• **WHAT YOU WILL DO**
Answer these questions using the text on Machine Learning Ops below.
(a) What practices is MLOps based on?
(b) In machine learning, what must be versioned?
(c) What event does the text credit with AI bursting onto the scene?

Machine Learning Ops (MLOps) describes a suite of best practices that successfully help a business run artificial intelligence. It consists of the skills, workflows, and processes to create, run, and maintain machine learning models to help various operational processes within organizations.
- Understanding Machine Learning Ops
- The four guiding principles of Machine Learning Ops
- Implementing MLOps into business operations
- MLOps and AIaaS
- The ML Process
- Machine learning ops examples
- Key takeaways
- Connected Agile Frameworks
Understanding Machine Learning Ops
Machine Learning Ops is a relatively new concept because the commercial application of artificial intelligence (AI) is also an emerging process.
Indeed, AI burst onto the scene less than a decade ago after a researcher employed it to win an image-recognition contest.
Since that time, artificial intelligence can be seen in:
- Translating websites into different languages.
- Calculating credit risk for mortgage or loan applications.
- Re-routing of customer service calls to the appropriate department.
- Assisting hospital staff in analyzing X-rays.
- Streamlining supermarket logistic and supply chain operations.
- Automating the generation of text for customer support, SEO, and copywriting.
As AI becomes more ubiquitous, so too must the machine learning that powers it. MLOps was created in response to a need for businesses to follow a developed machine learning framework.
Based on DevOps practices, MLOps seeks to address a fundamental disconnect between carefully crafted code and unpredictable real-world data. This disconnect can lead to issues such as slow or inconsistent deployment, low reproducibility, and a reduction in performance.
The four guiding principles of Machine Learning Ops
As noted, MLOps is not a single technical solution but a suite of best practices, or guiding principles.
Following is a look at each in no particular order:
- Machine learning should be reproducible. That is, data must be able to audit, verify, and reproduce every production model. Version control for code in software development is standard. But in machine learning, data, parameters, and metadata must all be versioned. By storing model training artifacts, the model can also be reproduced if required.
- Machine learning should be collaborative. MLOps advocates that machine learning model production is visible and collaborative. Everything from data extraction to model deployment should be approached by transforming tacit knowledge into code.
- Machine learning should be tested and monitored. Since machine learning is an engineering practice, testing and monitoring should not neglected. Performance in the context of MLOps incorporates predictive importance as well as technical performance. Model adherence standards must be set and expected behaviour made visible. The team should not rely on gut feelings.

• **DATA LISTING**
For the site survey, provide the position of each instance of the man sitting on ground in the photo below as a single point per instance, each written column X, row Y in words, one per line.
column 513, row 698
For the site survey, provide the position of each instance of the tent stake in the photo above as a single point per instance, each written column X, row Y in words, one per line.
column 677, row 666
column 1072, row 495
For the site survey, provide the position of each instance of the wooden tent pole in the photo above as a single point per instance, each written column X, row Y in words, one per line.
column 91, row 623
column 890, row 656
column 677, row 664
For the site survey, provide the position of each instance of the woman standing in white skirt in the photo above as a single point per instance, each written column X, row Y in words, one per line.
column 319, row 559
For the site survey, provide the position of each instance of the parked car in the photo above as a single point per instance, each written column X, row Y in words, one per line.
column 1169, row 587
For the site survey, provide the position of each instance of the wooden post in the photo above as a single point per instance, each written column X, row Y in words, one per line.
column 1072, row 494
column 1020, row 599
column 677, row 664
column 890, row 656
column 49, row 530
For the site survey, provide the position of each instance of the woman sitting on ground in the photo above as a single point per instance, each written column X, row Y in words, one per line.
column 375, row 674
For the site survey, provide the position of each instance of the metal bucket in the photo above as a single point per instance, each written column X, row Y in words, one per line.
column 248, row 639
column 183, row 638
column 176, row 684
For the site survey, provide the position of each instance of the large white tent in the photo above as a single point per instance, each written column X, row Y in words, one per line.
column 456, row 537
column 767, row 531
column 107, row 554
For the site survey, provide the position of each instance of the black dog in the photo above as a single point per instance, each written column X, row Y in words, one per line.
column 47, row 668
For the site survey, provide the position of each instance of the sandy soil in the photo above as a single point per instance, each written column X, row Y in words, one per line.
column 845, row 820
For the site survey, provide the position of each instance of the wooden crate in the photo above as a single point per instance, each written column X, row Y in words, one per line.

• **EXERCISE SOLUTION**
(a) DevOps practices.
(b) Data, parameters, and metadata.
(c) A researcher used it to win an image-recognition contest.